> **Exercise brief**
Rewrite the part of the Scream VI review that opens with the words "The four survivors" and closes with "true crime novel.", putting "college" in place of "university".

━━━ Source passage

The first Scream film without Neve Campbell (because of a pay dispute) moves location from Woodsboro to New York City (filmed in Canada) and once again plays with the rules in surprisingly fun ways.

Fragile masculinity and toxic fandom continues to be up on the chopping block and is handled with laugh out loud hilarity and brutal kills but to say much more would be to give the blood-splattered game away.

As Samara Weaving’s associate professor of Film Studies comments in the opening scene of the film, the slasher is a great reflection of modern times. As her character waits for a man she’s met on a dating app in a bar, anticipation and confusion slip in. Will he be what he purports to be? In the digital age what or who can we truly trust and is it really warping our brains?

The four survivors from the ‘requel’ sisters, Sam (Melissa Barrera) and Tara Carpenter (Jenna Ortega), and twins Mindy (Jasmin Savoy Brown) who at one point sports a ‘Lavender Menace’ top, and Chad (Mason Gooding) now live in New York. Tara who is studying at university is refusing to let tragedy define her and searching for autonomy while Sam is keeping a close, even suffocating eye on her. Courtney Cox reappears as Gale Weathers, who now inhabits an Upper West Side apartment after making big bucks out of an exploitative true crime novel.

Sneaking suspicion is all part of the charm of the Scream films, and writers James Vanderbilt and Guy Busick have a ball putting the audience off the scent with red herrings, tongue-in-cheek humour and overly dubious characters. Directors Tyler Gillett and Matt Bettinelli-Olpin play with the new setting in extremely entertaining, and of course meta ways. A subway sequence on Halloween night is filled with horror icons and makes for edge-of-your-seat viewing.

References to burning down the old-school filmmaking industry chime into #metoo era politics; camcorders and retro popcorn-makers are creatively used as weapons. An elongated description of the dehumanisation of a woman is stomach churning as it is delivered with such relish by one of the characters, and the vilification of victims online feels scarily relevant with the rise of toxic male influencers…

As the world seems to be losing compassion, with hateful rhetoric, misinformation and violence escalating, Scream VI affords its characters and the viewer a barnstorming rampage through an unrelenting barrage of chaos, apathy and bewilderment.

Scream 6 will be in cinemas on 8 March 2023.

━━━━━━
━━━ Dataset extract

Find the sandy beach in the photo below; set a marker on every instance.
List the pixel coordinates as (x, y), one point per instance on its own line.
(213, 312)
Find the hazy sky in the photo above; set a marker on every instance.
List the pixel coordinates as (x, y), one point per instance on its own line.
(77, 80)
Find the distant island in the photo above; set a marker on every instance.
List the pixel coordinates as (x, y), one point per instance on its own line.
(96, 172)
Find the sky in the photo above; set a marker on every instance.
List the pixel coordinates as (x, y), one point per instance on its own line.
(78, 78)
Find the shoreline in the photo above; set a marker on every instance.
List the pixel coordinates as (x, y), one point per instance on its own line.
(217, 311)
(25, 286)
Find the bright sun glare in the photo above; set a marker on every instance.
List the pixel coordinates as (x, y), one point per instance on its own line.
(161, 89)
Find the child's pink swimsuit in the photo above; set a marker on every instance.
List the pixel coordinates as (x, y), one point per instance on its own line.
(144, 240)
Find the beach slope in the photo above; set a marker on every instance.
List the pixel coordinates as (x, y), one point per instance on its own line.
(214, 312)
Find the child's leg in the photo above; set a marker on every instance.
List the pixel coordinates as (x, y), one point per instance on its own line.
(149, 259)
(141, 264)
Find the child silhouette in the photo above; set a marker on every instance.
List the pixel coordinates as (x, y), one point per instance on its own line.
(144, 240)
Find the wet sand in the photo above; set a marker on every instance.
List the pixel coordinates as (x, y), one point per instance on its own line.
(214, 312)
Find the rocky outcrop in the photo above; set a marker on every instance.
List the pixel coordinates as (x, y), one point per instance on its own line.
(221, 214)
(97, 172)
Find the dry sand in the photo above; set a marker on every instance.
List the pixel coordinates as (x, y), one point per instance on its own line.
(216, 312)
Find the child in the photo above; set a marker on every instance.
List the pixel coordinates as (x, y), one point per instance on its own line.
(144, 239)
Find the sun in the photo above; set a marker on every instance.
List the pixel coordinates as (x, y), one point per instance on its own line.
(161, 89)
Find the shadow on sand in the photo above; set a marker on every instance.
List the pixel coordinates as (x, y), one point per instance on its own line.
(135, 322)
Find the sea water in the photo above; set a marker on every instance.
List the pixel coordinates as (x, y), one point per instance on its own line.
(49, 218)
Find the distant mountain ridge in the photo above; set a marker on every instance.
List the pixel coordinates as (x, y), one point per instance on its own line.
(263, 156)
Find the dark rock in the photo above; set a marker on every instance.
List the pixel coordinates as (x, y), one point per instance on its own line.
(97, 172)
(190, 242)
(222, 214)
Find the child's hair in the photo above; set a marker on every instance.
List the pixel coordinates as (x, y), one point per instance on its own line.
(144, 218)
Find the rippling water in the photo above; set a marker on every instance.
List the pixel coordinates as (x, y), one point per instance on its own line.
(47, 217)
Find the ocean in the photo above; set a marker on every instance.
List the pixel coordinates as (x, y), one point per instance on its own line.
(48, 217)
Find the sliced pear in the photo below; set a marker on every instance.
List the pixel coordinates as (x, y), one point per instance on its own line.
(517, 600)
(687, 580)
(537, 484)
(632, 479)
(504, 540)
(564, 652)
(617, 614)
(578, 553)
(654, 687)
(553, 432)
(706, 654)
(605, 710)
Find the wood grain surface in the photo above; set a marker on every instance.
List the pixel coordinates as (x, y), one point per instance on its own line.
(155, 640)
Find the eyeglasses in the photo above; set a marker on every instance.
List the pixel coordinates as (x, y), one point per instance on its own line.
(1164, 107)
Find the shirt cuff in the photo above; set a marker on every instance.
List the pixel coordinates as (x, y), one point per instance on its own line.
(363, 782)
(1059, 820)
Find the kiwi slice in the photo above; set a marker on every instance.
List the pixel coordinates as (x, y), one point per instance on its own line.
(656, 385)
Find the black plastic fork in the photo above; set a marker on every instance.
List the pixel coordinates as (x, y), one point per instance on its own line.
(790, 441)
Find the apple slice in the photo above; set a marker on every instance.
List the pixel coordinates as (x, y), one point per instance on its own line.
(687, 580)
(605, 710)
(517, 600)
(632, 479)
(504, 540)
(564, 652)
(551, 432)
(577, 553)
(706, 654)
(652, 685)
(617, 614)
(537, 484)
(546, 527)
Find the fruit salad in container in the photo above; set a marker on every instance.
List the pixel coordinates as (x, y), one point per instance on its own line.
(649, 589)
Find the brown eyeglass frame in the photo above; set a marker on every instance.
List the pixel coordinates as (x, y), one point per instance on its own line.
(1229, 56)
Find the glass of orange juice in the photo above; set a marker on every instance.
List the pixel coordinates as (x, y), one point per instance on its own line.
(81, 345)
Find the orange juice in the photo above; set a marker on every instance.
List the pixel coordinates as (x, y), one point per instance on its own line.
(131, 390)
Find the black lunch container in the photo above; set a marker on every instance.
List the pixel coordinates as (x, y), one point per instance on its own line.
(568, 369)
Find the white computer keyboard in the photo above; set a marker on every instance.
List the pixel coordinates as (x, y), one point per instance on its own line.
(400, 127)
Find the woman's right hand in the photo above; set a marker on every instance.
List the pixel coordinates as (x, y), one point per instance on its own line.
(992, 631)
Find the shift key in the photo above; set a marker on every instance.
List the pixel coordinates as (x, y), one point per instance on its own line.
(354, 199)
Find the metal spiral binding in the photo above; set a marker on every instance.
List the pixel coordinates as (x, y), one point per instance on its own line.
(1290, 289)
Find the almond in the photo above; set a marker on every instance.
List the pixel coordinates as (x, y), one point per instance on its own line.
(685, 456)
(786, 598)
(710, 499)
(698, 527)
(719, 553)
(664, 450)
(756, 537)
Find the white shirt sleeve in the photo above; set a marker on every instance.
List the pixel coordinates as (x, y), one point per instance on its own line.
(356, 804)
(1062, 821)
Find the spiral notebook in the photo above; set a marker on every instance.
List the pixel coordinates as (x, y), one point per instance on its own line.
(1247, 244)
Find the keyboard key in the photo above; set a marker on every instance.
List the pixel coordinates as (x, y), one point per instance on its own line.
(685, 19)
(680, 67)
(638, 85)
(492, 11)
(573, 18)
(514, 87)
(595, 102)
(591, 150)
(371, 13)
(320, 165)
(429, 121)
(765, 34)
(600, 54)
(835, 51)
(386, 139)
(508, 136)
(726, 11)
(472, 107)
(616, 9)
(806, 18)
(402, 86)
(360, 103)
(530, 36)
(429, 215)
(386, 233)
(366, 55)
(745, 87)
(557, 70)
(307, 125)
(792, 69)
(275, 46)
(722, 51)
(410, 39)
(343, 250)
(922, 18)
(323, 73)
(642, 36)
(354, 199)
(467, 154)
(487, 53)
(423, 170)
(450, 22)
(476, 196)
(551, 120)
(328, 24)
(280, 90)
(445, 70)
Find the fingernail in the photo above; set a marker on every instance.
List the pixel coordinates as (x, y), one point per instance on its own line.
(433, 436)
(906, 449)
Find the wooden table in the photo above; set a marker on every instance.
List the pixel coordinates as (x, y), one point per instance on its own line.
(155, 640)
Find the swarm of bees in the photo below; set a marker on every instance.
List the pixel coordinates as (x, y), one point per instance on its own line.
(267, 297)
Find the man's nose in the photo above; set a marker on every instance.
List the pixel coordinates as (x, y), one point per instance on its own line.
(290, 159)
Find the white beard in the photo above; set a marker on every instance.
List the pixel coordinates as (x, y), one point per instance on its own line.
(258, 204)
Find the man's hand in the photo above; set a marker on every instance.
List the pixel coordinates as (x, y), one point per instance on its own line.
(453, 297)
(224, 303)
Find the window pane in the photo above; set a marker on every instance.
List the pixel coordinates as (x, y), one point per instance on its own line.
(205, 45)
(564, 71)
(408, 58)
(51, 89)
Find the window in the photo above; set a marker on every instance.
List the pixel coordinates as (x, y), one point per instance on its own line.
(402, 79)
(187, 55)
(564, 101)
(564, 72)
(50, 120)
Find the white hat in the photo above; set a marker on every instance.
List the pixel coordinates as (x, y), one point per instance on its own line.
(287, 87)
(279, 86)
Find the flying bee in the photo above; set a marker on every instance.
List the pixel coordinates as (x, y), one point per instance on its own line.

━━━━━━

> **Your response**
The four survivors from the ‘requel’ sisters, Sam (Melissa Barrera) and Tara Carpenter (Jenna Ortega), and twins Mindy (Jasmin Savoy Brown) who at one point sports a ‘Lavender Menace’ top, and Chad (Mason Gooding) now live in New York. Tara who is studying at college is refusing to let tragedy define her and searching for autonomy while Sam is keeping a close, even suffocating eye on her. Courtney Cox reappears as Gale Weathers, who now inhabits an Upper West Side apartment after making big bucks out of an exploitative true crime novel.